→ DIRECTIONS
Copy the hidden state text below from "OutputSuccess" to "remember across sequences.", substituting "Key Points" for "Important Notes".

### DOCUMENT PASSAGE ###

When recognizing speech sounds in a sequence.
When predicting the next move in a game based on past moves.
Syntax
PyTorch
hidden = torch.zeros(num_layers, batch_size, hidden_size)
hidden = model.init_hidden(batch_size)
output, hidden = model(input, hidden)

The hidden state is usually a tensor that holds past information.

You pass the hidden state to the model and get an updated hidden state back.

Examples
Initialize hidden state with zeros for 1 layer, batch size 1, and hidden size 10.
PyTorch
hidden = torch.zeros(1, 1, 10)
output, hidden = rnn(input, hidden)
Use a model method to create hidden state for batch size 5, then run input through model.
PyTorch
hidden = model.init_hidden(batch_size=5)
output, hidden = model(input, hidden)
Passing None lets PyTorch initialize hidden state automatically.
PyTorch
hidden = None
output, hidden = rnn(input, hidden)
Sample Model

This code creates a simple RNN model that takes sequences of 3 numbers, processes them, and outputs 2 numbers per sequence. It shows how to initialize and pass the hidden state.

PyTorch
import torch
import torch.nn as nn

class SimpleRNN(nn.Module):
    def __init__(self, input_size, hidden_size, output_size):
        super().__init__()
        self.hidden_size = hidden_size
        self.rnn = nn.RNN(input_size, hidden_size, batch_first=True)
        self.fc = nn.Linear(hidden_size, output_size)

    def forward(self, x, hidden):
        out, hidden = self.rnn(x, hidden)
        out = self.fc(out[:, -1, :])
        return out, hidden

    def init_hidden(self, batch_size):
        return torch.zeros(1, batch_size, self.hidden_size)

# Parameters
input_size = 3
hidden_size = 5
output_size = 2
batch_size = 4
seq_len = 6

# Create model
model = SimpleRNN(input_size, hidden_size, output_size)

# Random input: batch_size sequences, each of length seq_len, each element size input_size
inputs = torch.randn(batch_size, seq_len, input_size)

# Initialize hidden state
hidden = model.init_hidden(batch_size)

# Forward pass
outputs, hidden = model(inputs, hidden)

print("Output shape:", outputs.shape)
print("Output values:", outputs)
print("Hidden state shape:", hidden.shape)
OutputSuccess
Important Notes

Always match the hidden state shape to (num_layers, batch_size, hidden_size).

Keep hidden state between batches if you want to remember across sequences.

Reset hidden state to zeros when starting fresh sequences to avoid mixing data.

Summary

Hidden state stores past information in sequence models.

Initialize hidden state before feeding data to the model.

Pass hidden state along with input to keep track of sequence context.

### SOURCE MATERIAL ###

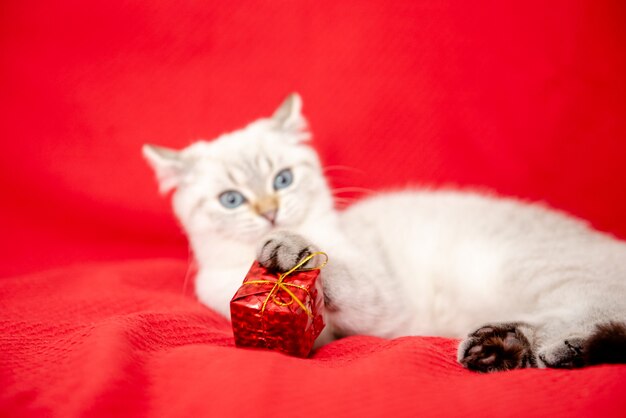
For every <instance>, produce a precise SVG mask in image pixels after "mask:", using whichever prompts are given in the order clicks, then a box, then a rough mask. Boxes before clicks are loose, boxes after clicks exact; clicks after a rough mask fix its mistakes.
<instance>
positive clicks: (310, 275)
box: [230, 253, 326, 357]
mask: <svg viewBox="0 0 626 418" xmlns="http://www.w3.org/2000/svg"><path fill="white" fill-rule="evenodd" d="M316 255H323V256H324V257H326V254H324V253H314V254H311V255H310V256H308V257H306V258H304V259H303V260H302V261H300V263H298V265H297V266H295V267H294V268H293V269H291V270H290V271H288V272H286V273H282V274H274V273H271V272H269V271H268V270H267V269H266V268H265V267H263V266H261V265H260V264H259V263H258V262H255V263H254V264H252V267H251V268H250V271H249V272H248V274H247V275H246V278H245V279H244V281H243V284H242V285H241V287H240V288H239V290H238V291H237V293H235V296H233V298H232V300H231V301H230V317H231V321H232V325H233V333H234V335H235V344H236V345H237V346H238V347H255V348H267V349H270V350H277V351H281V352H283V353H287V354H291V355H294V356H299V357H306V356H308V355H309V353H310V352H311V349H312V348H313V343H314V342H315V339H316V338H317V336H318V335H319V334H320V333H321V332H322V329H323V328H324V318H323V316H322V315H323V309H324V297H323V293H322V288H321V281H320V280H318V279H319V274H320V269H321V268H322V267H323V266H324V265H325V264H326V262H324V264H322V265H321V266H318V267H314V268H302V266H303V265H305V264H306V263H307V262H308V261H309V260H311V259H312V258H313V257H314V256H316Z"/></svg>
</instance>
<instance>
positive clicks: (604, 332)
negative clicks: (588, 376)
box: [583, 322, 626, 365]
mask: <svg viewBox="0 0 626 418" xmlns="http://www.w3.org/2000/svg"><path fill="white" fill-rule="evenodd" d="M583 353H584V354H585V363H586V364H588V365H593V364H606V363H626V323H619V322H607V323H605V324H600V325H598V326H597V327H596V330H595V332H594V333H593V334H591V337H589V338H588V339H587V341H586V342H585V345H584V348H583Z"/></svg>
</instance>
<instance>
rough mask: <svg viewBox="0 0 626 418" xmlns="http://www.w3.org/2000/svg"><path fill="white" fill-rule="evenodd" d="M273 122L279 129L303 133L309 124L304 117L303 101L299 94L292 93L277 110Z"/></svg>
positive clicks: (286, 130) (272, 117) (283, 102)
mask: <svg viewBox="0 0 626 418" xmlns="http://www.w3.org/2000/svg"><path fill="white" fill-rule="evenodd" d="M272 120H274V122H275V123H276V125H277V126H278V128H279V129H282V130H285V131H290V132H303V131H305V130H306V127H307V123H306V119H305V118H304V116H302V99H301V98H300V95H299V94H298V93H291V94H290V95H289V96H287V98H286V99H285V101H284V102H283V103H282V104H281V105H280V106H279V107H278V109H276V111H275V112H274V114H273V115H272Z"/></svg>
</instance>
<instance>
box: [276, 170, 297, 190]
mask: <svg viewBox="0 0 626 418" xmlns="http://www.w3.org/2000/svg"><path fill="white" fill-rule="evenodd" d="M291 183H293V173H292V172H291V169H290V168H285V169H284V170H281V171H280V172H279V173H278V174H276V177H274V190H280V189H284V188H285V187H288V186H289V185H290V184H291Z"/></svg>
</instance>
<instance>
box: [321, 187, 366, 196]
mask: <svg viewBox="0 0 626 418" xmlns="http://www.w3.org/2000/svg"><path fill="white" fill-rule="evenodd" d="M351 192H356V193H365V194H374V193H376V192H375V191H374V190H372V189H367V188H365V187H338V188H336V189H331V193H332V194H333V195H334V194H338V193H351Z"/></svg>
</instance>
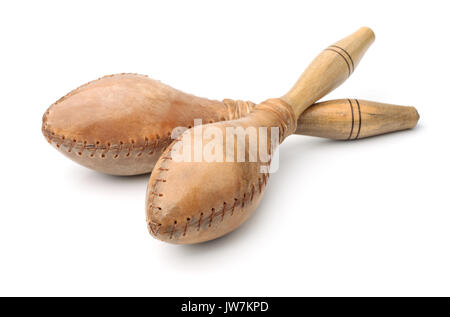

###

→ TASK OUTPUT
OutputSuccess
Key Points

Always match the hidden state shape to (num_layers, batch_size, hidden_size).

Keep hidden state between batches if you want to remember across sequences.